Texto para análise –
Aos oito meses, Vitor fez exames de sangue. O resultado foi um índice de triglicerídeos assustador: 726 mg/dl -oito vezes maior do que o tolerado por uma criança, que é de 90 mg/dl. O exame foi repetido, e o resultado confirmado.
"Você já pensou ter um bebê com essa quantidade de gordura no sangue? Fiquei desesperada, não sabia o que fazer", conta a mãe do garoto.
Encaminhado a uma equipe especializada em dislipidemias na Unicamp (Universidade Estadual de Campinas), Vitor recebeu o diagnóstico de hiperquilomicronemia -doença genética rara que afeta uma em cada 1 milhão de pessoas e que é caracterizada pelo aumento exacerbado dos triglicerídeos.
Essa condição aumenta consideravelmente o risco de o menino desenvolver doenças cardiovasculares, como hipertensão, e de sofrer infarto e AVC (acidente vascular cerebral), além de apresentar quadros de pancreatite aguda (inflamação do pâncreas).
No caso de Vitor, a hiperquilomicronemia é provocada pela ausência total de uma enzima (lipoproteína lipase) que é fundamental para promover a quebra da gordura.
Como o garoto não produz essa enzima, ele não consegue metabolizar os triglicerídeos (gordura) dos alimentos. O problema é que essa gordura fica circulando no sangue e, consequentemente, deposita-se nas paredes dos vasos e aumenta o risco de complicações.

Restrição dietética
Não existe um tratamento específico para a doença, e a única forma de tentar controlar os níveis de gordura no sangue é restringir o cardápio.
Ao menino, é totalmente vetado o consumo de alimentos como salgadinhos, coxinha, batata frita, feijoada, sorvetes de massa, chocolate, bolachas recheadas, amendoim, carne vermelha, leite gordo, requeijão e receitas com creme de leite.

Linhas fornecidas –

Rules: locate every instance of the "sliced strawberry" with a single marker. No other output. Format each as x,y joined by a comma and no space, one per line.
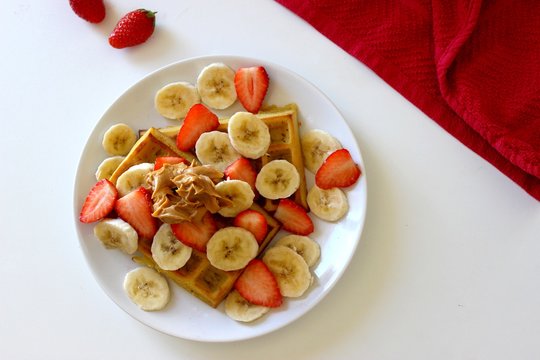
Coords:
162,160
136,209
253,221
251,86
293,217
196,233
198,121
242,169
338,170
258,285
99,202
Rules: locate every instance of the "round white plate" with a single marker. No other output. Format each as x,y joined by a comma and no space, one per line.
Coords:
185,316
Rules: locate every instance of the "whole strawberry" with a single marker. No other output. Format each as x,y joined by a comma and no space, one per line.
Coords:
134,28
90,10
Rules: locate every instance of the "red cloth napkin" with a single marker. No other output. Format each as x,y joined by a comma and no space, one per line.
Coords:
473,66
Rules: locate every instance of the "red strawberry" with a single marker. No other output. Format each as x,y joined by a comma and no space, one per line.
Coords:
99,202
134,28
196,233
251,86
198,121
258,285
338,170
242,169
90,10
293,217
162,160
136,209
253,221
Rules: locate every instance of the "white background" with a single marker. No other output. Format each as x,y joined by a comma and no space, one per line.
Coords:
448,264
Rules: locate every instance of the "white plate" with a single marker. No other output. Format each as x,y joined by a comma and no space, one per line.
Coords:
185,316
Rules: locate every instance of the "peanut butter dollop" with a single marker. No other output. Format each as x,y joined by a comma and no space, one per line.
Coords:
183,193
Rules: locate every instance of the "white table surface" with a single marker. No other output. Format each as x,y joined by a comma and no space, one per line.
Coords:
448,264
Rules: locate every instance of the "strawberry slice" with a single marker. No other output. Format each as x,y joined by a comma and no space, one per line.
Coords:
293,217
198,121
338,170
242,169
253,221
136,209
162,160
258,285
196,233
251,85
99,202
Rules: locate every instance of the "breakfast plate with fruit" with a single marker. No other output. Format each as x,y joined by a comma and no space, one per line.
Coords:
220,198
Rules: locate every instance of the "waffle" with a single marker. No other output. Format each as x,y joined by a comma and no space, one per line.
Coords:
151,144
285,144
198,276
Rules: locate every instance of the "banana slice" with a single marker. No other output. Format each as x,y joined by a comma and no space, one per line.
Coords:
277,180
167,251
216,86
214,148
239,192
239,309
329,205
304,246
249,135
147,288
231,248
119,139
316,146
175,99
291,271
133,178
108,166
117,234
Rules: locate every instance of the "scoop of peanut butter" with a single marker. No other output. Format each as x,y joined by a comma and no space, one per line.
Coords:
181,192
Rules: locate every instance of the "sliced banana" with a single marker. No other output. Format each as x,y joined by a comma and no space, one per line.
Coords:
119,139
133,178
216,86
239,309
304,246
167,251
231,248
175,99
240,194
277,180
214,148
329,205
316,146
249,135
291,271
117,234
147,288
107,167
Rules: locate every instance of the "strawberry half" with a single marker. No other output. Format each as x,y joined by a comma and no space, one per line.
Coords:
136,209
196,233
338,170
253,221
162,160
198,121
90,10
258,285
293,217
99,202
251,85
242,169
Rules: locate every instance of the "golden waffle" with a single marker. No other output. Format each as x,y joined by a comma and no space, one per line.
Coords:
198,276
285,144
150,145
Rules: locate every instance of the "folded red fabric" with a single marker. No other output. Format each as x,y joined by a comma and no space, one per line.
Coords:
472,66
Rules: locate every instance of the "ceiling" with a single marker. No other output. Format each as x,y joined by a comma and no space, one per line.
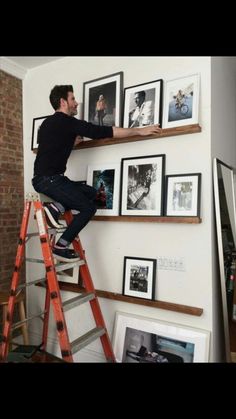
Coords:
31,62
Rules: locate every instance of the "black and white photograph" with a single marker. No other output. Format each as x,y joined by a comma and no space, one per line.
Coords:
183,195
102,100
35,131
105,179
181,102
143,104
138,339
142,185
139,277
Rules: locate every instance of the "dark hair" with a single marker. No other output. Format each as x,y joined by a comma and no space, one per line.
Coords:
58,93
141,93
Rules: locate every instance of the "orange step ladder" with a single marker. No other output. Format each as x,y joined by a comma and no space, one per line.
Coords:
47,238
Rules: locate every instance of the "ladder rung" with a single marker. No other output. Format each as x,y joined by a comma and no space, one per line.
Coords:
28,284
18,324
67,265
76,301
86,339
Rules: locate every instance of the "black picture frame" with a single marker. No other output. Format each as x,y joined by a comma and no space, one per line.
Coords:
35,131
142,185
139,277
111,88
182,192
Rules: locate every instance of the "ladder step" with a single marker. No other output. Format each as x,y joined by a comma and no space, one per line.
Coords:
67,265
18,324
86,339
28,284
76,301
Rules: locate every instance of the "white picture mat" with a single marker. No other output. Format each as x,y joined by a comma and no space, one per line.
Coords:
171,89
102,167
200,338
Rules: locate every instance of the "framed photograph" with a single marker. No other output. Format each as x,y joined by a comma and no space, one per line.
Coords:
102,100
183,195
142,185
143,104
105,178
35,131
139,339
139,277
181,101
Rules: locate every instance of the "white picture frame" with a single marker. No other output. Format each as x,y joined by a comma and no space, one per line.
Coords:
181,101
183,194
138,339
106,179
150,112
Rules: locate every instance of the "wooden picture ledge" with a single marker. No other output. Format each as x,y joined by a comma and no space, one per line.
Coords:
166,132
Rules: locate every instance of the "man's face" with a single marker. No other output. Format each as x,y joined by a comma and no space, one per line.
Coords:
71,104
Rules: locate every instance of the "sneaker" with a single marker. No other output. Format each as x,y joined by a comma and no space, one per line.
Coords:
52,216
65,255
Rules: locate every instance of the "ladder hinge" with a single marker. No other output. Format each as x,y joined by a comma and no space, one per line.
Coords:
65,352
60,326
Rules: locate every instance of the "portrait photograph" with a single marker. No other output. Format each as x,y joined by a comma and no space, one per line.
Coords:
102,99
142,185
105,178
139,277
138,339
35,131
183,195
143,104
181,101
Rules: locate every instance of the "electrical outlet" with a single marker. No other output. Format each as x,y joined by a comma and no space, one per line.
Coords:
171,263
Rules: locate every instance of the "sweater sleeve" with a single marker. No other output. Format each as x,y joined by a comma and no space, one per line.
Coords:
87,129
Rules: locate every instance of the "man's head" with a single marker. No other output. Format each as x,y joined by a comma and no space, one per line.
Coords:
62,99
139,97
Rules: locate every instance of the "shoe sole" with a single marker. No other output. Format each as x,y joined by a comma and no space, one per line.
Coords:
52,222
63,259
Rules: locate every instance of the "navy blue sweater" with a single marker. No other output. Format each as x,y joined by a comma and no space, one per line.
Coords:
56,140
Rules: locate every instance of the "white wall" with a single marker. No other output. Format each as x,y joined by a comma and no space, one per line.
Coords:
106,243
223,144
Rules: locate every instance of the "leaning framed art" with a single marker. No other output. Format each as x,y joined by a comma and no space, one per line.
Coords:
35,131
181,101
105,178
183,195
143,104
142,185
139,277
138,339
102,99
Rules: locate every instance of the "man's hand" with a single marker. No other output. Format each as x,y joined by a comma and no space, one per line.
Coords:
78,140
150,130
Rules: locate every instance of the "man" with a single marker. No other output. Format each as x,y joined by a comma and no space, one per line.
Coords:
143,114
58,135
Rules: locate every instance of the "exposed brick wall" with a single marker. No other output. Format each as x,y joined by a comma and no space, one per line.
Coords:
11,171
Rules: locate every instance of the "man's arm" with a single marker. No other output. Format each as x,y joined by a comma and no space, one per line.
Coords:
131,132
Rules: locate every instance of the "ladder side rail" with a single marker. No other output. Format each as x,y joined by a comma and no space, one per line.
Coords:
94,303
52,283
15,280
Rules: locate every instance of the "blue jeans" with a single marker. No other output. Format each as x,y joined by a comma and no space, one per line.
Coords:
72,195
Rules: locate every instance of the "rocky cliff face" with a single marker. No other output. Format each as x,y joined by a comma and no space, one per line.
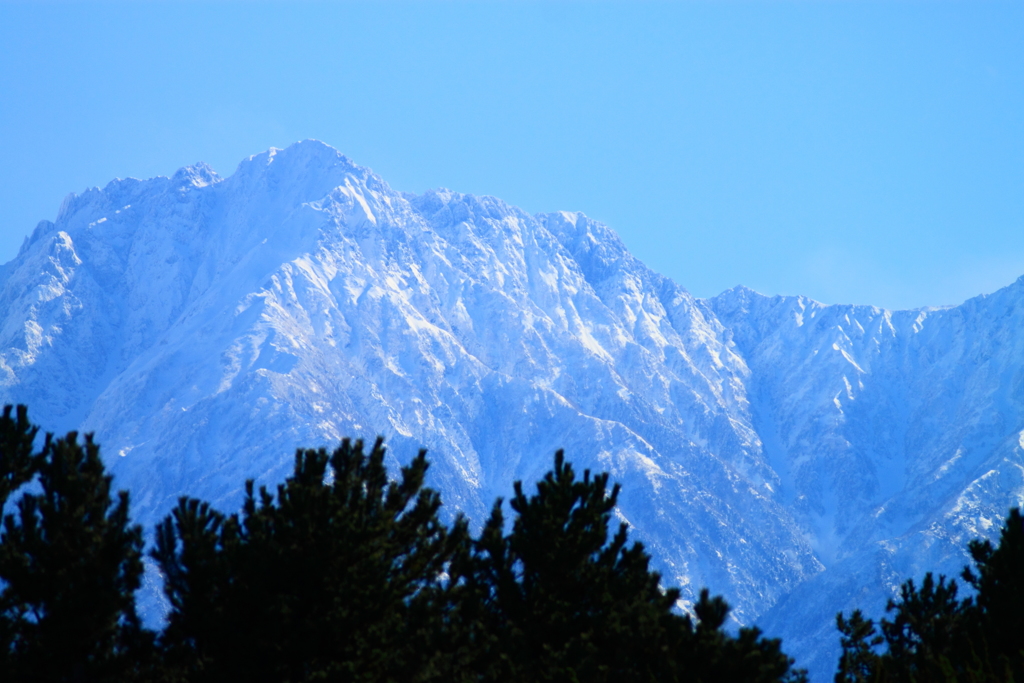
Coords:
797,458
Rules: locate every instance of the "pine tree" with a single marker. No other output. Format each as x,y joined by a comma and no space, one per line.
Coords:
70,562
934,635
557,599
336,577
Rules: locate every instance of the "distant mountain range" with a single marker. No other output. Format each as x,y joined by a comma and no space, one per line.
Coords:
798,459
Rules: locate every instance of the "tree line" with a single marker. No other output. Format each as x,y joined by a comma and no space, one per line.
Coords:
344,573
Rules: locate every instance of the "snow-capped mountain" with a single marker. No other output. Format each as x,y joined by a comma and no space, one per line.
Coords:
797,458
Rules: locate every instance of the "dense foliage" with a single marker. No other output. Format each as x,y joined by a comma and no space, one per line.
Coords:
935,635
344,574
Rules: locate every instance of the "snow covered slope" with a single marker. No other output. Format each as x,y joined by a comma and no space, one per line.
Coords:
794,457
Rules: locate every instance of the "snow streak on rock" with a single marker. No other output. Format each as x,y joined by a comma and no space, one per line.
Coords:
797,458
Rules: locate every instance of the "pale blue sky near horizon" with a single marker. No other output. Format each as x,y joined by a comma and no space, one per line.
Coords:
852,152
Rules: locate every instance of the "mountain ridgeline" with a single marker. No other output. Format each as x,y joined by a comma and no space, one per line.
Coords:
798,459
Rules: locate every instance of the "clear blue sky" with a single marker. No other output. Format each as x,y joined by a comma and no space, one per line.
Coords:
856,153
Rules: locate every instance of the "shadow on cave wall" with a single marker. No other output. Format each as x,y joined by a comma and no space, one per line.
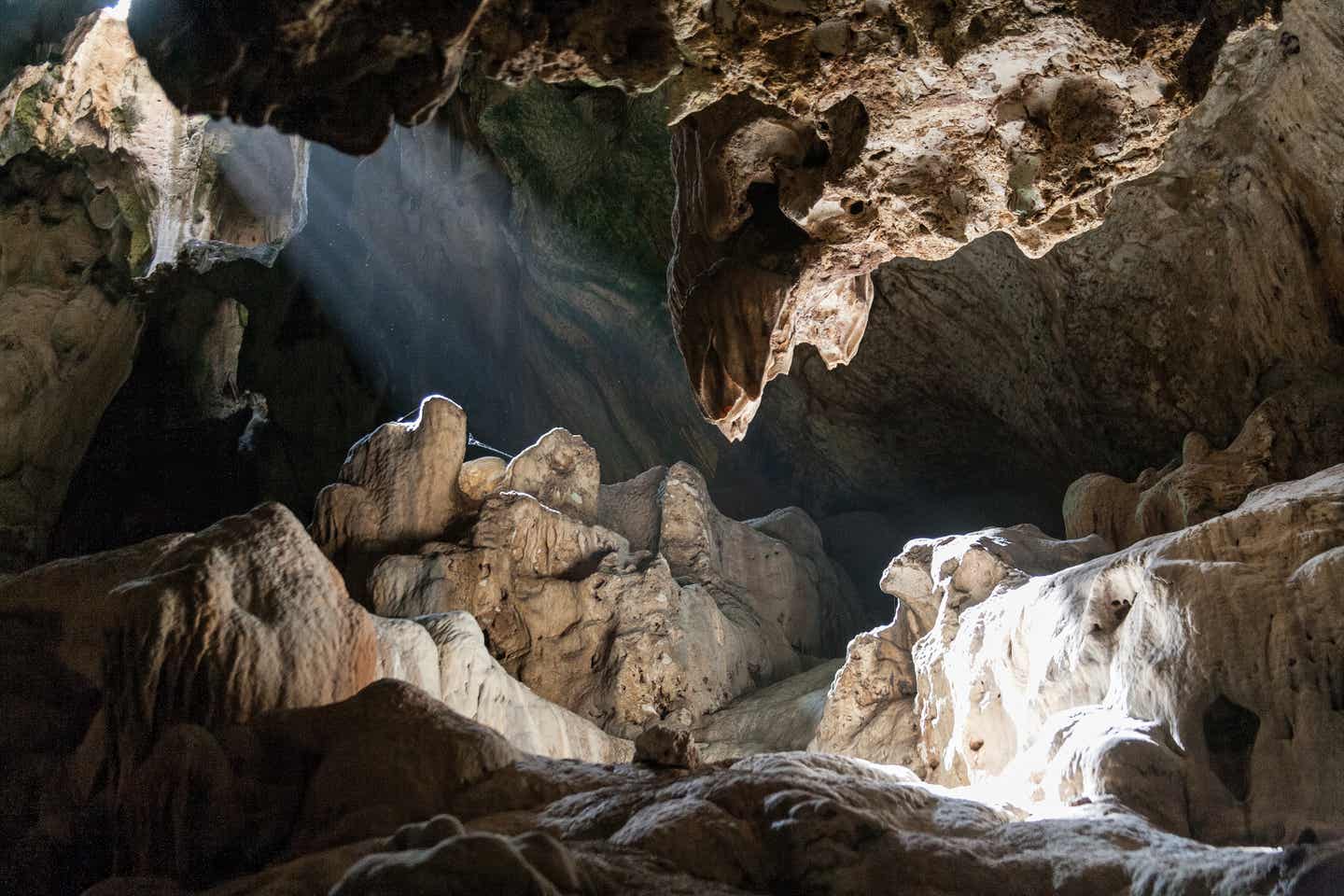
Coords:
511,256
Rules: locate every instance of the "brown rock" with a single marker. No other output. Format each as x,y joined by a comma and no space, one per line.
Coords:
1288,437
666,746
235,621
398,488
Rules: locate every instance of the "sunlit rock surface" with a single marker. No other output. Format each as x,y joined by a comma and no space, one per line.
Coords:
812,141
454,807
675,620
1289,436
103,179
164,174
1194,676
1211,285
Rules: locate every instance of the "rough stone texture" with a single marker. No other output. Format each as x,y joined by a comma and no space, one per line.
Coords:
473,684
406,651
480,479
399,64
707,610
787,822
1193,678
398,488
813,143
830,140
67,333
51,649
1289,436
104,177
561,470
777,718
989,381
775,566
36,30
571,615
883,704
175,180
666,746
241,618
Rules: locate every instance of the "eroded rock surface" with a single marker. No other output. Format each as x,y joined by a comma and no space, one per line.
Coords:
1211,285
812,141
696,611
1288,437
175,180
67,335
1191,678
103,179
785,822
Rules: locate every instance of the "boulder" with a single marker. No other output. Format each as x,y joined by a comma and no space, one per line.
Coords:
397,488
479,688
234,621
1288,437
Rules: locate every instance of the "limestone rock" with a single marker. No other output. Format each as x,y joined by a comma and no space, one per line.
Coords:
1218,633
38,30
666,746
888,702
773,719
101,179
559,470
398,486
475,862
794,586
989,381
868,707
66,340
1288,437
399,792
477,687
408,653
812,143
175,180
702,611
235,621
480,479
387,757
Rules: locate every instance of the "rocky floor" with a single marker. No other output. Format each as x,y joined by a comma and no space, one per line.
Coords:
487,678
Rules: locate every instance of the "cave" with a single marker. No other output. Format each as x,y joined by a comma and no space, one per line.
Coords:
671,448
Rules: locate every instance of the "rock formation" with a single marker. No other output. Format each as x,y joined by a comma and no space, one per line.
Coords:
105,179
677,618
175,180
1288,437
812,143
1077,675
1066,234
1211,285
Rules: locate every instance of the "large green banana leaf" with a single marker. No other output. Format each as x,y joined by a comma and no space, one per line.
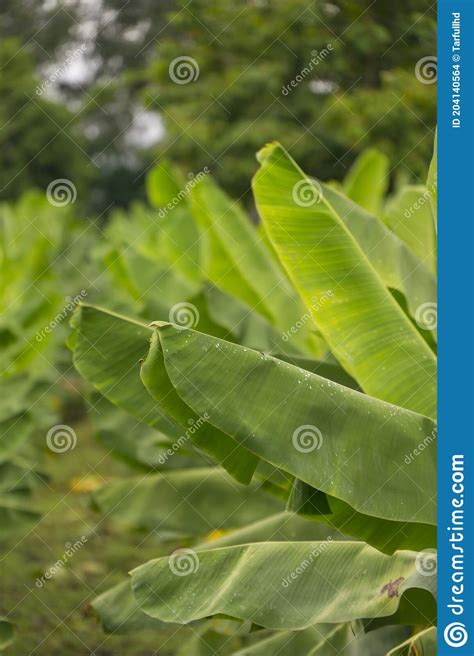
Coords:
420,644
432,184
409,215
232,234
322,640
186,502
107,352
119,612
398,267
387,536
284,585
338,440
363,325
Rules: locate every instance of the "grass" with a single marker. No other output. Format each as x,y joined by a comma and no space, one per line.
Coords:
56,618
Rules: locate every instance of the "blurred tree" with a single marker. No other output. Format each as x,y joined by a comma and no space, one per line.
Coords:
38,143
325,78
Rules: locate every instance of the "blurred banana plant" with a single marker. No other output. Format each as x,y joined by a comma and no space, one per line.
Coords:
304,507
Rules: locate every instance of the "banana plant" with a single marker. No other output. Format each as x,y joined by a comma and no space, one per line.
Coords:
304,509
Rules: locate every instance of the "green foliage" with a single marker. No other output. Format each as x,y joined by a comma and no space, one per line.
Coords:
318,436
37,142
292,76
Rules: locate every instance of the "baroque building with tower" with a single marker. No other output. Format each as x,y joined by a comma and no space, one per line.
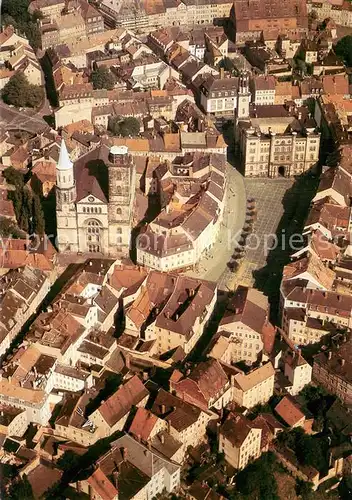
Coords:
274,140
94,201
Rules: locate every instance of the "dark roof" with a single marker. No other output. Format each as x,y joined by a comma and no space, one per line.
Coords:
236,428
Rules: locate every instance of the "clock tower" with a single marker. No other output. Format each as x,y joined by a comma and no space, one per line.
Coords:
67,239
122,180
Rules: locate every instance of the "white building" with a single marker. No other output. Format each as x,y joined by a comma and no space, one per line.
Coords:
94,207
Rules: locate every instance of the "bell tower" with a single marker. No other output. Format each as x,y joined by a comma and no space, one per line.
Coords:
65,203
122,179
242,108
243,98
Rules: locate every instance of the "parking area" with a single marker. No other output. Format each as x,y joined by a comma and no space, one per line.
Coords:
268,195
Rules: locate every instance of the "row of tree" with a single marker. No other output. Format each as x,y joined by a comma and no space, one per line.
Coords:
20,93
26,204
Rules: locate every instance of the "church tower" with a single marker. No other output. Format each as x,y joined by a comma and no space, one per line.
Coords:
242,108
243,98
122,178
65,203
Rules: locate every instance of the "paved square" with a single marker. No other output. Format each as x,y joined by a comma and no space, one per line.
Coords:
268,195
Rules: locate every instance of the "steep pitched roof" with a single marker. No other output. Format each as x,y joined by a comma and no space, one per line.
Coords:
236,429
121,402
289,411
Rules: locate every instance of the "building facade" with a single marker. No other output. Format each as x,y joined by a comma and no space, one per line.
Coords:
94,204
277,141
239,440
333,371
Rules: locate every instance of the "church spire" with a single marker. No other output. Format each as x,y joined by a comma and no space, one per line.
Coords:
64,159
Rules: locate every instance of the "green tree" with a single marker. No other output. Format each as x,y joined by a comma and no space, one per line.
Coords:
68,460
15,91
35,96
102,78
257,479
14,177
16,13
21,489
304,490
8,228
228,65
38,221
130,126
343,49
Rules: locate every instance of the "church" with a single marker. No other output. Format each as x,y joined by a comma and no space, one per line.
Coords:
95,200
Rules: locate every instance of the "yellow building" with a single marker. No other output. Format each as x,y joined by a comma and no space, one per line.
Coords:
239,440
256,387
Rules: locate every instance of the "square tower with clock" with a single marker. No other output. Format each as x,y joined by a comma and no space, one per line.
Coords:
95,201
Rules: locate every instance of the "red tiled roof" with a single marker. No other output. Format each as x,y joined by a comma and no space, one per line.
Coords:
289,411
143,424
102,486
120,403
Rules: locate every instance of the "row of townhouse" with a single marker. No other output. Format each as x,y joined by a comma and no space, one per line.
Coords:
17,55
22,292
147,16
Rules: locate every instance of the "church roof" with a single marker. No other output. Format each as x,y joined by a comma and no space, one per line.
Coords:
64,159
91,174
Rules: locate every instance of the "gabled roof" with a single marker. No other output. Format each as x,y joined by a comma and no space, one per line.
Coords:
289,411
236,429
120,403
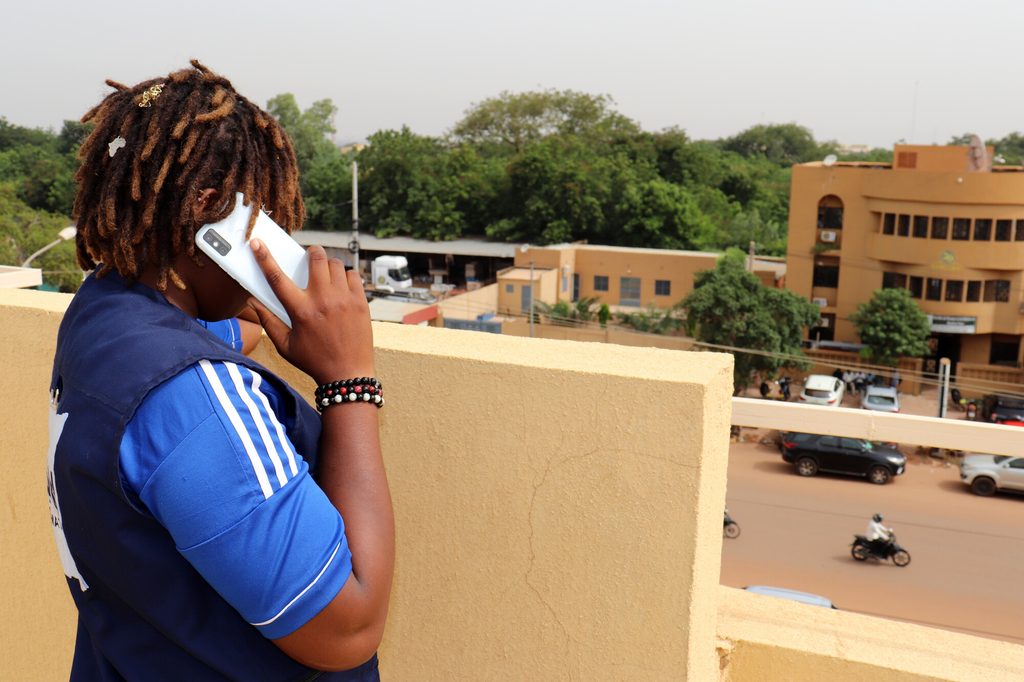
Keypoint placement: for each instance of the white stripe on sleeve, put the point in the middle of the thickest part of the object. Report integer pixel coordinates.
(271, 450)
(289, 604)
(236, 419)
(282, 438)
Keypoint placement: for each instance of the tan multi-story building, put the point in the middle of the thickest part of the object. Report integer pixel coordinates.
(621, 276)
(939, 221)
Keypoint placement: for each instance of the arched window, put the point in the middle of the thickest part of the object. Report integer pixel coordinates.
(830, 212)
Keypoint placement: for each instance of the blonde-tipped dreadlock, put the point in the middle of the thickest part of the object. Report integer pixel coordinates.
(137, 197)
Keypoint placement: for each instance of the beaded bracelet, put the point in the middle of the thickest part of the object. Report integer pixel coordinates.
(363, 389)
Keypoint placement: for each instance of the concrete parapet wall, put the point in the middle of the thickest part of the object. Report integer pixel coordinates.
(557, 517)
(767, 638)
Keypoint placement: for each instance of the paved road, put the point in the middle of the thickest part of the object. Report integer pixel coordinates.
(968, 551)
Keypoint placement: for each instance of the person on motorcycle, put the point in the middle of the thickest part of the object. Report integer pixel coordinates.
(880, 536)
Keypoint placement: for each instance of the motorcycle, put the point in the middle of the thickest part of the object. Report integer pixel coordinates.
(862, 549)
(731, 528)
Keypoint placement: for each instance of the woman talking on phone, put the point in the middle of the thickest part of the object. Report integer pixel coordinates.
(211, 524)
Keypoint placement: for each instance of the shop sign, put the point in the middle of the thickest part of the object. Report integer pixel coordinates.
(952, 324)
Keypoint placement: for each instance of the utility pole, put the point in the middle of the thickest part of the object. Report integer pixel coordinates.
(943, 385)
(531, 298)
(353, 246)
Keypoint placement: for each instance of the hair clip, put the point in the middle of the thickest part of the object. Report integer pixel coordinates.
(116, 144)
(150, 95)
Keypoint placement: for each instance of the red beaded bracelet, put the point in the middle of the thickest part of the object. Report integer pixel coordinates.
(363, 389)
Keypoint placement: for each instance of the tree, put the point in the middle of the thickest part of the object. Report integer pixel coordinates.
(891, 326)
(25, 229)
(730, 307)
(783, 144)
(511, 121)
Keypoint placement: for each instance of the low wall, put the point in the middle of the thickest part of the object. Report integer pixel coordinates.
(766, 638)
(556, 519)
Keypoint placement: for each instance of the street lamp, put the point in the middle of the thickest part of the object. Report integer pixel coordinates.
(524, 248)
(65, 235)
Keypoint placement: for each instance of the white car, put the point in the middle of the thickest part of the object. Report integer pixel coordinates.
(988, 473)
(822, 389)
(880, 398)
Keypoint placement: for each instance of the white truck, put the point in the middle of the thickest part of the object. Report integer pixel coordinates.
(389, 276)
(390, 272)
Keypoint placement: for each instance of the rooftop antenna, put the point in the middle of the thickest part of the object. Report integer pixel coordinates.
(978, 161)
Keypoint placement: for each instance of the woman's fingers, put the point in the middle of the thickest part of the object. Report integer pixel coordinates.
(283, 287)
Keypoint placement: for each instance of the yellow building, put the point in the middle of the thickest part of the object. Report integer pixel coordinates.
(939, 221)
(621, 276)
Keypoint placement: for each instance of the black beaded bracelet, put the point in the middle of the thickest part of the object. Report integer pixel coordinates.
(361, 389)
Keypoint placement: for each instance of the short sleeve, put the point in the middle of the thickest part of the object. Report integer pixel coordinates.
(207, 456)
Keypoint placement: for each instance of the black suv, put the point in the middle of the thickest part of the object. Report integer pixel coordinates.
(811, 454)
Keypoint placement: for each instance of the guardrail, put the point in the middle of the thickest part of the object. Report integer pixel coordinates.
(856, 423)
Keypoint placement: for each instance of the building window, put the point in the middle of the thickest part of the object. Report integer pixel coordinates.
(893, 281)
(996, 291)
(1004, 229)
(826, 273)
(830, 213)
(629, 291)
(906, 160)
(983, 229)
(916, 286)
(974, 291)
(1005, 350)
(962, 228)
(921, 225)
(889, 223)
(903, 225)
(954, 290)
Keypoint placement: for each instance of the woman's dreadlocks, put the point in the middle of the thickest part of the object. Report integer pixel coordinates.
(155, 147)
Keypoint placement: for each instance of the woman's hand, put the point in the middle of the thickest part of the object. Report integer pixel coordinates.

Exercícios propostos –
**A)** Segundo o texto sobre hiperquilomicronemia, qual enzima está totalmente ausente no organismo de Vitor?
**B)** Prossiga o texto sobre hiperquilomicronemia a partir da última frase apresentada.

Respostas em ordem –
**A)** A lipoproteína lipase.

**B)**
Está liberada a ingestão de peixes, frutas, gelatinas, balas de alga, alguns tipos de queijo e bolos sem gordura. "A gente sabe que é muito difícil para uma criança manter uma dieta tão restritiva, por isso tentamos flexibilizar um pouco. O ideal seria o Vitor assumir uma dieta vegetariana", explica a médica Eliana Cotta de Faria, professora-adjunta da Unicamp, que acompanha o menino desde que ele era pequeno.
Apesar dos esforços da família para tentar manter os cuidados com a alimentação, o nível de triglicerídeos no sangue de Vitor atingiu 6.145 mg/dl e o colesterol chegou à casa dos 500 mg/dl. Por causa dessas crises, o menino já precisou ser internado cinco vezes.
"Quando o Vitor era menor, ele sempre foi um ladrãozinho de geladeira. Se eu desse bobeira na cozinha, ele dava um jeito de pegar algum alimento proibido. Uma das piores internações aconteceu porque ele comeu escondido um bife à milanesa e uma trufa de chocolate", conta Roseli, que tem outras duas filhas, Gabriela, 21, e Fabiana, 16, que não têm a doença.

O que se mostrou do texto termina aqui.